Collection entries:
- - - - - - -

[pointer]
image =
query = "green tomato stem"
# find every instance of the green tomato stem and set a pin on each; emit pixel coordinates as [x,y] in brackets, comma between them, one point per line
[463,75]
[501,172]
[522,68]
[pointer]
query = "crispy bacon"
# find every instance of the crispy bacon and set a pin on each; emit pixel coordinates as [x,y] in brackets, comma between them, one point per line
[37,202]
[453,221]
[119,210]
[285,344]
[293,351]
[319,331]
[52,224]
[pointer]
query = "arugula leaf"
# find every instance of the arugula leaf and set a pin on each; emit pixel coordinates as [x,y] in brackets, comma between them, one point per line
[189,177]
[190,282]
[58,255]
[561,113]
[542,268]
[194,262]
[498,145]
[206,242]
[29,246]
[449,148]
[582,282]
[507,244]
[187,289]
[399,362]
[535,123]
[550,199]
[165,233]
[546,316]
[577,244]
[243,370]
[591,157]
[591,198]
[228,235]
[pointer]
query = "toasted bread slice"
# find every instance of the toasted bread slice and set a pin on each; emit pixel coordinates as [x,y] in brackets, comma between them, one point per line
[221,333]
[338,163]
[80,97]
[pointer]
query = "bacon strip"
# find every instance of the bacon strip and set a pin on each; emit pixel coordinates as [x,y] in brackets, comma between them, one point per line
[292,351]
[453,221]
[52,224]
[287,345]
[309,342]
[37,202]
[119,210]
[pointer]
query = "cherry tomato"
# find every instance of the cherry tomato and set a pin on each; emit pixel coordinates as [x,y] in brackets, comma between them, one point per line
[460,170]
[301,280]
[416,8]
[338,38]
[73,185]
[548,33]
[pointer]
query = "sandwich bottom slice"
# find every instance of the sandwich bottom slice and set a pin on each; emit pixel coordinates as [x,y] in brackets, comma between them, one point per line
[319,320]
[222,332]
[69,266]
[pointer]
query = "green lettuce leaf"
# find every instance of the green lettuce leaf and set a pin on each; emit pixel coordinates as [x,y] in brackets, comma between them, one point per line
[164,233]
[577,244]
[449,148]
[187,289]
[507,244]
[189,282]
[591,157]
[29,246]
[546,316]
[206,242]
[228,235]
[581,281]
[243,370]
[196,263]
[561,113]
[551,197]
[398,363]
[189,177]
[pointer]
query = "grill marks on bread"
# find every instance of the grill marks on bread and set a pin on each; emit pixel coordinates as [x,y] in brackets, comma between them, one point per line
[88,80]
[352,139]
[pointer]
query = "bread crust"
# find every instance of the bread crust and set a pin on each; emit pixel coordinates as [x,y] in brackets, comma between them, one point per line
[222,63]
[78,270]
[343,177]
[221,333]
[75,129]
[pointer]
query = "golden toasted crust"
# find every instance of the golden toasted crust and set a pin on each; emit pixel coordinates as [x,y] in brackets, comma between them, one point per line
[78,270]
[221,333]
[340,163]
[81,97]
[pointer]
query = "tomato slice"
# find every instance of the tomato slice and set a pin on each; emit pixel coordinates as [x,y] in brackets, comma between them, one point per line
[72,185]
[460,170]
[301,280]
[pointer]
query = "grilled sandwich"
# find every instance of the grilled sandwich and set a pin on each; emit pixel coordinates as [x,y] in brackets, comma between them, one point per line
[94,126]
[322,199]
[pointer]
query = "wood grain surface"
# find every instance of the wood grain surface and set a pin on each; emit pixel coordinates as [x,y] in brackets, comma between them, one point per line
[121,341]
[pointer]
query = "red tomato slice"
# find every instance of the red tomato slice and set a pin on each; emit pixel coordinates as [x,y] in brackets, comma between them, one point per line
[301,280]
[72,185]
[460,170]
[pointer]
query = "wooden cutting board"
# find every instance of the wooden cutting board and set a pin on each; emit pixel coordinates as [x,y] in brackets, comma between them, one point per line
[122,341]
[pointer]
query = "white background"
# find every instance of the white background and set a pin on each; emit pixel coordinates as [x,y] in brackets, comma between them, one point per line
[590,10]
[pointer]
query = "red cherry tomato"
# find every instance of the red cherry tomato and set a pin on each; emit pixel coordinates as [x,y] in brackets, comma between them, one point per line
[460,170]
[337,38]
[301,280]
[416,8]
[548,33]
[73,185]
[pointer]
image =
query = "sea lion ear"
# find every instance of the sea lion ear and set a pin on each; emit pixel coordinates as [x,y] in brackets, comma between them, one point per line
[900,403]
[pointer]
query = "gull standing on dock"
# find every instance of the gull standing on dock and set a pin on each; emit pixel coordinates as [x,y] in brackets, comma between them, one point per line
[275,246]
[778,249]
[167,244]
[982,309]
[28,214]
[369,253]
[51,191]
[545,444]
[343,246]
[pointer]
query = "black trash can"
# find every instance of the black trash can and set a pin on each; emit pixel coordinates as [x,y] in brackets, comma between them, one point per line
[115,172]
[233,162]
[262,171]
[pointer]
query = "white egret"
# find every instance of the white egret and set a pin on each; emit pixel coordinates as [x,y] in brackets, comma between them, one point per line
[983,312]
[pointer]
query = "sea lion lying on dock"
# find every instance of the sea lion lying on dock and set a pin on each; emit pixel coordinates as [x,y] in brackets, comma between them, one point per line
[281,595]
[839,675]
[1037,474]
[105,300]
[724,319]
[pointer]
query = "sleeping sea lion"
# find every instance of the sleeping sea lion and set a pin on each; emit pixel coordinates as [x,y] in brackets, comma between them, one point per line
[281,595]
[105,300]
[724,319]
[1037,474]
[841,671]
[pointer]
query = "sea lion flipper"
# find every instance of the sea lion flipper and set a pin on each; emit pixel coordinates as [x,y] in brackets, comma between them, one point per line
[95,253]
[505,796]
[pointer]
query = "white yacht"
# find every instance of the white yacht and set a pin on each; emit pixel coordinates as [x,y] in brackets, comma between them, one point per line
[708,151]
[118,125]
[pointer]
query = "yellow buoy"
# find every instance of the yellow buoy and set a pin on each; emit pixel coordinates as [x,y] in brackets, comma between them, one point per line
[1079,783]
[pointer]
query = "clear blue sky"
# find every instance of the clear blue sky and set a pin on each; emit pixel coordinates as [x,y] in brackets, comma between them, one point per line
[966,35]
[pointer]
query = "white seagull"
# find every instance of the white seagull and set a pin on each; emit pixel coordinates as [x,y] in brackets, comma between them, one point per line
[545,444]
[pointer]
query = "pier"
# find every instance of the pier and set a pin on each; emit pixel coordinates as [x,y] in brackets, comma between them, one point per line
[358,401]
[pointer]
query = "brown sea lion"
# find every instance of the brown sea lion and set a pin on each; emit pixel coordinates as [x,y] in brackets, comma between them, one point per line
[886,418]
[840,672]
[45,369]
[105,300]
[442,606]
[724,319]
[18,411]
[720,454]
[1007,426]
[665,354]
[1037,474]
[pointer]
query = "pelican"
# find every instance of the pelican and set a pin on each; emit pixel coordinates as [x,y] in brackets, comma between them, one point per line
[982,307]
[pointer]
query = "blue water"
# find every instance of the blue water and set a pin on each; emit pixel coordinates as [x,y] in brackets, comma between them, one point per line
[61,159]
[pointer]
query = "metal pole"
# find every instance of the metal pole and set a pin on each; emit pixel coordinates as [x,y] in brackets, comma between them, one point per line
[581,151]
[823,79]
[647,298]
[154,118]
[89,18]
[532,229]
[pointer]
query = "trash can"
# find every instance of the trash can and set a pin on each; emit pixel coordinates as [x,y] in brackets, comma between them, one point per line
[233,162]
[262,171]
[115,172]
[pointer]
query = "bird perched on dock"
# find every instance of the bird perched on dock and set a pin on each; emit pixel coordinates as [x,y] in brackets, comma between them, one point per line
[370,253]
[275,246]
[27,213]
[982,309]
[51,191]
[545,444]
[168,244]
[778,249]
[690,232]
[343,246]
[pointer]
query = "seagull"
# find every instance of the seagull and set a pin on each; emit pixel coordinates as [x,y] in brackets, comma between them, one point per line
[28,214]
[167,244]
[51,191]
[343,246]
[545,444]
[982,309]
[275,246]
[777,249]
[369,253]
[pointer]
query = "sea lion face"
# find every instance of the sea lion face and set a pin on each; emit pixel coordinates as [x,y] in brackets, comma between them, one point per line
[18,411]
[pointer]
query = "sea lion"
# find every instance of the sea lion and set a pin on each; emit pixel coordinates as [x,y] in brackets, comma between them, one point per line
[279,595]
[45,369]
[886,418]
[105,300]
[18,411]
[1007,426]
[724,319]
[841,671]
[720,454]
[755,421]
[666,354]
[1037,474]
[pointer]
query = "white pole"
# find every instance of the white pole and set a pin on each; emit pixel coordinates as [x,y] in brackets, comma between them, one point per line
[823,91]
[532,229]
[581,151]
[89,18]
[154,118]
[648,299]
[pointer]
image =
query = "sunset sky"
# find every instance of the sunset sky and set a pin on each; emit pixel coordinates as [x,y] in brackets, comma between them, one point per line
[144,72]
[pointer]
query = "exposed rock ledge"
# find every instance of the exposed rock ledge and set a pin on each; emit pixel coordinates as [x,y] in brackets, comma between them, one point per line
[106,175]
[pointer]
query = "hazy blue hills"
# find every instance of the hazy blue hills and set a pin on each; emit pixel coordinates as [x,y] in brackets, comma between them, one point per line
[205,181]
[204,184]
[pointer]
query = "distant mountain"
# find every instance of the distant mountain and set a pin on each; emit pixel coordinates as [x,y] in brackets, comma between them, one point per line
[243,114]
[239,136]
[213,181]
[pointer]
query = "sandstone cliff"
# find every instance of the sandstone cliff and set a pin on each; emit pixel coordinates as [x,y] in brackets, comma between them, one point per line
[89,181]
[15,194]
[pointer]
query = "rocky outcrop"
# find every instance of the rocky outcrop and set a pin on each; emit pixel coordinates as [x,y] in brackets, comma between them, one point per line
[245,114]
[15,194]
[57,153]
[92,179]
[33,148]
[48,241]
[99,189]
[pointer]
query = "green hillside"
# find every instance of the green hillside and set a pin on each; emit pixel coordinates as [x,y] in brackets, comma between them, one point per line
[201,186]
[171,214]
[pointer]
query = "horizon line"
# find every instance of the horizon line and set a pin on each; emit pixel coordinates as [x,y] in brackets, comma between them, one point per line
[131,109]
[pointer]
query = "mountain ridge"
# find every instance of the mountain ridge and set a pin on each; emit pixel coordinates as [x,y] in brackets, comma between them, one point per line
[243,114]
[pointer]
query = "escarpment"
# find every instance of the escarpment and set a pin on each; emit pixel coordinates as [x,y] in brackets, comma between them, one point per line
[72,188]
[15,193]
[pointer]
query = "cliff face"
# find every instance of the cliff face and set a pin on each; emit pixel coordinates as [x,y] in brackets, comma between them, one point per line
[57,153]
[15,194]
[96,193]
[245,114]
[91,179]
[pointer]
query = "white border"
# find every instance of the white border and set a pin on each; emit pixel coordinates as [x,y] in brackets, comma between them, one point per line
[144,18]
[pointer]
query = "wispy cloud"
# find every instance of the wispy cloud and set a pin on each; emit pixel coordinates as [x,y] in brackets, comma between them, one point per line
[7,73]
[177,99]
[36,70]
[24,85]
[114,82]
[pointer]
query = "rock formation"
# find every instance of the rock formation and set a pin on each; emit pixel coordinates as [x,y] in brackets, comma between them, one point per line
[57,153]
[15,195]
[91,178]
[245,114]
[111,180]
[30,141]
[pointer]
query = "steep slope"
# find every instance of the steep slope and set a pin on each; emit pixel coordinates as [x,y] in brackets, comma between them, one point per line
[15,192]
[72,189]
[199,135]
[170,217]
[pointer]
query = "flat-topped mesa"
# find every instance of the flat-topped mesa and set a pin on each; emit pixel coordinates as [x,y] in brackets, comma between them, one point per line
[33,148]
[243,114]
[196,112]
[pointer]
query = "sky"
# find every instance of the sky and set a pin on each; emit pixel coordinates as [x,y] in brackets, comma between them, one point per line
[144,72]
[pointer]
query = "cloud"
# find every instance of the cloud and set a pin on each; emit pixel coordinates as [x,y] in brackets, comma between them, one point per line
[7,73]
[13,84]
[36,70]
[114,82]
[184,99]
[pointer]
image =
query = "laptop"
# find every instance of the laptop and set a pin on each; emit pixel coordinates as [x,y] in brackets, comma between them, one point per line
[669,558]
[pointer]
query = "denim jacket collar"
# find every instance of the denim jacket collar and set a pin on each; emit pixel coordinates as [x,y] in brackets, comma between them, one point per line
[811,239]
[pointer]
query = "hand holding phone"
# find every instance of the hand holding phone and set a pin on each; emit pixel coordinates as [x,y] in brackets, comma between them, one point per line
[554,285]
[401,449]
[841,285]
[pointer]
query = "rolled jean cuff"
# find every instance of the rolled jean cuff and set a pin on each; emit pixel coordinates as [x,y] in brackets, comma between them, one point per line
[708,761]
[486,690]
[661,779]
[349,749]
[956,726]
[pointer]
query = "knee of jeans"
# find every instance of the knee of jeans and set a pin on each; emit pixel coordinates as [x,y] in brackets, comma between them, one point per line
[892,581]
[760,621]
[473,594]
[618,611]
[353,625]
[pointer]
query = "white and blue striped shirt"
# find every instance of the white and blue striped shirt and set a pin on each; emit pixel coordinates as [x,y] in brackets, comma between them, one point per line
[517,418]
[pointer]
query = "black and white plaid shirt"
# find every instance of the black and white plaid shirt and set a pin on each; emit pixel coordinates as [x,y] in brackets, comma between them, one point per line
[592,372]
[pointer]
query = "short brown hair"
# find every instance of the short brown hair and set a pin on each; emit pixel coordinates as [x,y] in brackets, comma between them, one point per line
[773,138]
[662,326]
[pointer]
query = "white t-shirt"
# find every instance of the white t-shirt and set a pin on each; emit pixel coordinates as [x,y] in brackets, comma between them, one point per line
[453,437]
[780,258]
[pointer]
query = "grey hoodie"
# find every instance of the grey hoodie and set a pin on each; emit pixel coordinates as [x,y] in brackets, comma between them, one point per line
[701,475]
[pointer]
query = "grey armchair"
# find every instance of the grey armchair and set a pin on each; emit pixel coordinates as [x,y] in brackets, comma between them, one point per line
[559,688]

- - - - - - -

Exercise description:
Locate each line in the records that contains the word "perched", and copy every one of those lines in full.

Solved exercise:
query = "bird perched on dock"
# find every instance of the bird perched on dock and set a pin on each; emit pixel coordinates as [x,y] in brackets, comma between them, one point per line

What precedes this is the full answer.